* Exercise *
Update the data below by changing every "marker" to "dot". Keep everything else unchanged.

* Records *
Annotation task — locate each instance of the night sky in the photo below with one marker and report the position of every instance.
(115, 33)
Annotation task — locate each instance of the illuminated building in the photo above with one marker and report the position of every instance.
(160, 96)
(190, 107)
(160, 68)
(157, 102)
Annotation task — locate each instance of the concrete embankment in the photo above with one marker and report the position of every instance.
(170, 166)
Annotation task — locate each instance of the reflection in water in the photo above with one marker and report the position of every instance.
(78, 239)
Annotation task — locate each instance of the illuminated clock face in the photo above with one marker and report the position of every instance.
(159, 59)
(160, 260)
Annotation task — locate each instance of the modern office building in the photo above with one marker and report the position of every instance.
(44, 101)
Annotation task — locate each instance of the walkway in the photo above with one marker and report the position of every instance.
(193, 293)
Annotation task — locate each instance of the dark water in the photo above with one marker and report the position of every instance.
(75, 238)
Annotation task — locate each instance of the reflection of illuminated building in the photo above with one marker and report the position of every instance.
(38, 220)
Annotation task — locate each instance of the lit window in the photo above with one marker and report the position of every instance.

* Full output *
Annotation task — locate each instance of the night sky in the photo below with one dot and report the position of every instance.
(115, 33)
Annotation task — locate each instance of the illuminated building in the photo above with one dot and report the position of every instance.
(160, 96)
(190, 107)
(160, 68)
(157, 102)
Annotation task — locate each instance of the concrete embankment in the photo above with one dot and report the position of every instance.
(170, 166)
Annotation task — locate each instance of the reflection in water in the photo above with one dot and report the position of every instance.
(78, 239)
Annotation task — locate each instance of the illuminated clock face in the photo above with one dot and report the position of every instance.
(159, 59)
(160, 260)
Annotation task — locate each instance of the modern office building in the photo above with one dot and report the position of every instance.
(44, 101)
Annotation task — locate each instance of the walkway in the photo above with one dot and report the position of every instance.
(193, 293)
Annotation task — locate each instance of the dark water in the photo above with one dot and report the position of every instance.
(75, 238)
Annotation task — locate each instance of the reflection of illuminated building in the photo above with one dot and report the position of every instance.
(38, 220)
Annotation task — locate each instance of the lit window in the photo above with one dot and report the position of every instance.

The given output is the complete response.